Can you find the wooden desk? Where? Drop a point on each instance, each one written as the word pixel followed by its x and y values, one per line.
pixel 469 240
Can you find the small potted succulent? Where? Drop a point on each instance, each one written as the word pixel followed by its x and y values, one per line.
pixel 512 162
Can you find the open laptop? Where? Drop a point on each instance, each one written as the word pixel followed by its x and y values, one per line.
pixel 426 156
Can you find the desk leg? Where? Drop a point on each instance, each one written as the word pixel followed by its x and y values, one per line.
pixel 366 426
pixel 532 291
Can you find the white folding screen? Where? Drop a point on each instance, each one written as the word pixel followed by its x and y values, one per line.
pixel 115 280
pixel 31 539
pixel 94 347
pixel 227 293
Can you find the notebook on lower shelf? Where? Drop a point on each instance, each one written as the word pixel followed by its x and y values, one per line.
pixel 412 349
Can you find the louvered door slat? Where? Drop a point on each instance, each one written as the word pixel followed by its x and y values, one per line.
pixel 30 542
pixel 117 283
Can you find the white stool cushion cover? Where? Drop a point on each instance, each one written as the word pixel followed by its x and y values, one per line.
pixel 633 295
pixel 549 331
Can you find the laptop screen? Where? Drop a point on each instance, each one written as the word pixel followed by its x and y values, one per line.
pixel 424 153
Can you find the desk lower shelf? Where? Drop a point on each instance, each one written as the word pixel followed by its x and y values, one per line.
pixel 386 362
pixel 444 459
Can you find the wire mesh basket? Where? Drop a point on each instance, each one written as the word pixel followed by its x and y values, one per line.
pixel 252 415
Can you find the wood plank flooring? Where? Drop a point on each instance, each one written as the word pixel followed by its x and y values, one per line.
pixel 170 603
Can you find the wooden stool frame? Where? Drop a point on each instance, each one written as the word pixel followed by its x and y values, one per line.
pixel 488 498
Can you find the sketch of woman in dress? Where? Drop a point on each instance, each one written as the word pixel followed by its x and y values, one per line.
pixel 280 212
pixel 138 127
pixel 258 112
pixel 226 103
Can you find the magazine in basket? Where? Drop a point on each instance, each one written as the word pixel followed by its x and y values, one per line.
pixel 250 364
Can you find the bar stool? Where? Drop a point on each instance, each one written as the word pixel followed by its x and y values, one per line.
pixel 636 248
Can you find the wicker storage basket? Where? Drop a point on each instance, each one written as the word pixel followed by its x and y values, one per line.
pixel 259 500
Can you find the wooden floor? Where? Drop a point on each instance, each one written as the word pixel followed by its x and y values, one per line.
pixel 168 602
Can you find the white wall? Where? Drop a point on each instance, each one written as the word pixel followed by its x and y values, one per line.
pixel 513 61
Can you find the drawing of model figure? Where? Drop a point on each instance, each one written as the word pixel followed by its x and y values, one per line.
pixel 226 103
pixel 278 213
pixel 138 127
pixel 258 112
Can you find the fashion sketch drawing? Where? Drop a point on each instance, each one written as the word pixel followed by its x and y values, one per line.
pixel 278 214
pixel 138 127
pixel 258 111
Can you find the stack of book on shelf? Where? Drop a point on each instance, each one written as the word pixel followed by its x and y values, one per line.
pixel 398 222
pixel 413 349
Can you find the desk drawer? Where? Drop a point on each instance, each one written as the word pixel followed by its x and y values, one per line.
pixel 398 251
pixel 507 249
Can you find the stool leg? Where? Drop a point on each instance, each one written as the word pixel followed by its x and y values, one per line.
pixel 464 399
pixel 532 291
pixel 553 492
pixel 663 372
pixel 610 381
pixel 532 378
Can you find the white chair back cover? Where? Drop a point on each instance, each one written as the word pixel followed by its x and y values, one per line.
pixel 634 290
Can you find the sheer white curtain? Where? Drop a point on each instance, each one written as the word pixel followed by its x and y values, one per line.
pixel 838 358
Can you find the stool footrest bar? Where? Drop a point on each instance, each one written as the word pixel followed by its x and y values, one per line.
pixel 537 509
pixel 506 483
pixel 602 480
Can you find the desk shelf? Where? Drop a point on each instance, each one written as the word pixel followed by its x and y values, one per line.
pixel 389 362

# WHAT NEEDS TO BE DONE
Output the entire listing exactly, including each line.

# SOLUTION
Can you find the wooden desk? Where? Drop a point on each instance, each one written as the word pixel followed by its x and y values, one per line.
pixel 469 240
Can you find the small potted succulent? Where? Drop a point on each instance, each one written as the word pixel followed by its x and y values, one per line.
pixel 512 162
Can you find the open laptop? Where? Drop a point on each instance, each one written as the word pixel followed by its x and y values, one per line.
pixel 426 156
Can you find the desk leg? Where? Drop a point on each instance, each one written as the word pixel followed by its x and y values, one per line.
pixel 366 426
pixel 532 291
Can you find the white folding screen? Where? Drop a point on each instance, each one written as the word pixel followed by its x and y values, one per line.
pixel 115 280
pixel 31 539
pixel 94 347
pixel 227 293
Can you find the notebook on lower shelf? Where? Drop a point on each instance, each one written as the word pixel followed by its x and y values, one per line.
pixel 412 349
Can you find the louvered door slat? Where? Drop a point on each instance, each one written as the word pixel followed by its x and y values, one per line.
pixel 30 542
pixel 117 283
Can you find the white stool cushion cover? Where? Drop a point on each instance, each one written as the word pixel followed by its x and y values, one per line.
pixel 633 295
pixel 549 331
Can you find the laptop screen? Where? Drop a point on each instance, each one written as the word pixel followed by its x and y values, one per line.
pixel 424 153
Can you find the desk lower shelf? Where? Drop a point on each instance, each one written as the word pixel followed by its x and y values, one per line.
pixel 386 362
pixel 444 459
Can you find the wire mesh basket? Where? Drop a point on each instance, each one written as the word pixel followed by its x and y values, one per line.
pixel 252 415
Can you find the wood plank flooring? Where? Drop a point on each instance, each one written as the word pixel followed by its x and y values, one per line.
pixel 170 603
Can you find the wooden stool frame? Where? Drop a point on each instance, each one written as the word pixel followed by its x and y values, one per line.
pixel 488 498
Can you find the sketch of woman in dress? Where? Drop a point on each instance, each one written as the word pixel followed by its x and y values, one per line.
pixel 280 212
pixel 138 127
pixel 258 112
pixel 226 103
Can you find the magazine in basket? Where? Drop a point on each instance, each one written as the word pixel followed by its x and y values, one per line.
pixel 250 364
Can you find the bar stool? Where? Drop a point on each instance, each one written as the word pixel followed by its x and y values, one per line.
pixel 636 248
Can you find the wicker storage basket? Where? Drop a point on each instance, each one written as the word pixel followed by its x and y values, one per line.
pixel 259 500
Can you find the wooden floor? Where? Drop a point on each instance, each one written as the word pixel followed by its x and y values, one per line.
pixel 168 602
Can you find the white wall? Where? Drop a point on each instance, each one written as the word pixel followed by its x and y values, one per line.
pixel 513 61
Can you find the drawing of model figure? Where? Drop a point on each instance, each one written as the word pixel followed by its x and y values, one per line.
pixel 226 103
pixel 278 213
pixel 138 127
pixel 258 112
Can you find the fashion sketch drawing? Where? Drop a point on each instance, each one written as the word pixel followed by its x and y values, one per line.
pixel 278 214
pixel 138 127
pixel 258 111
Can you find the stack of book on shelf? Where? Drop a point on each instance, each one written as the word pixel followed by its x and y values, one per line.
pixel 398 222
pixel 413 349
Can you find the desk drawer? Where? Drop a point on each instance, each one written as the word pixel followed by its x and y values, one per line.
pixel 398 251
pixel 507 249
Can you find the stool leg? Where? Drop a point on each instance, each one written as the word pixel followed by its x and y values, one per line.
pixel 464 399
pixel 532 291
pixel 553 492
pixel 663 372
pixel 610 381
pixel 532 378
Can you find the white chair back cover? Where? Drop a point on each instance, each one written as the word pixel followed by its x and y values, one per line.
pixel 634 290
Can you find the sheer white curtain? Where? Drop a point on each instance, each one written as the word pixel followed by its x and y values, one per line.
pixel 838 358
Can you find the stool footrest bar? Where? Drop a point on each instance, each one written as the word pixel followed by its x and y values, one per line.
pixel 537 509
pixel 506 483
pixel 602 480
Can you find the desk shelf? Where? Drop a point on each instance, each one written as the word pixel followed by its x and y values, one per line.
pixel 389 362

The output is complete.